— ЗАДАЧИ —
1) Перепишите из текста об Александре I фрагмент между «Нет сомнения, что» и «[21, с. 192].» включительно.
2) Кто, согласно тексту об Александре I, занял место министра народного просвещения после отстранения Голицына в 1824 году?

— ТЕКСТ —

━━━━━━━━━━

Шишков, так же как и Фотий, предлагал Александру роль спасителя Отечества от скверны. Симптоматично, что и здесь Европа оказывается в антитезе России: «Одно слово Твое, один взор рассеет в царстве Твоем всех вольнодумцев, учеников чужих земель. Они почувствуют заблуждение свое и обратятся на правый путь. Престол Твой оградится вернейшими Тебе сердцами, и чужеземные козни не посмеют и приблизиться к пределам Твоего царства. Ты защитил народ Свой от вооружившейся на него Европы, Ты спасешь его от сильнейшего врага – адского духа, устремляющегося искоренить в нем веру и все добродетели. Твой народ возлюбил Тебя, чуждые страны прославят, потомство будет Тебе благодарно, и Бог, по долговременной жизни Твоей, примет Тебя в Свои объятия» [51, с. 79].
Когда в 1824 г. Голицын был отстранен почти от всех занимаемых им должностей, место министра народного просвещения занял именно Шишков, как некогда он же занял место Сперанского.
Нет сомнения, что император Александр I не был сторонним наблюдателем борьбы возле престола, напротив, находясь между двух лагерей, он умело лавировал между ними. Двуличие «северного сфинкса» неоднократно описано в исследованиях и мемуарах. Историк В.О. Ключевский искал его истоки в детских годах цесаревича: «Александру вечно приходилось вращаться между двумя противоположными течениями, из коих ни одно не было ему попутным, стоять между двумя противоречиями, подвергаясь опасности стать третьим, попасть в разлад с самим собой» [21, с. 192].
М.М. Сперанский в адресованной Александру I оправдательной записке 1813 г. приписывал такое поведение императора «общему мнению», которое заставляет императора поступать неправильно: «Исполнители, коих Ваше Величество употребляли в сем деле (составлении “твердых законов”, реформах), каждый попеременно в свою очередь, были предметом зависти, клеветы и злословия в большей или меньшей степени». И далее: «Не попустите, Всемилостивейший Государь, чтобы система ложных страхов и подозрений – система, коею, как я догадываюсь, ищут уловить внимание Вашего Величества, – что система сия, всегда приводившая Государей к бесславию, а Государства к бедствиям, превозмогла над достоинством морального Вашего характера» [42, с. 33, 44].

━━━━━━━━━━

— ИСХОДНЫЕ ДАННЫЕ —
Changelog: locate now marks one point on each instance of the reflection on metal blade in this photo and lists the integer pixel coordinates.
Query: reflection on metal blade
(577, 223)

━━━━━━━━━━

— ОТВЕТЫ ПО ПОРЯДКУ —
1)
Нет сомнения, что император Александр I не был сторонним наблюдателем борьбы возле престола, напротив, находясь между двух лагерей, он умело лавировал между ними. Двуличие «северного сфинкса» неоднократно описано в исследованиях и мемуарах. Историк В.О. Ключевский искал его истоки в детских годах цесаревича: «Александру вечно приходилось вращаться между двумя противоположными течениями, из коих ни одно не было ему попутным, стоять между двумя противоречиями, подвергаясь опасности стать третьим, попасть в разлад с самим собой» [21, с. 192].

2) Шишков.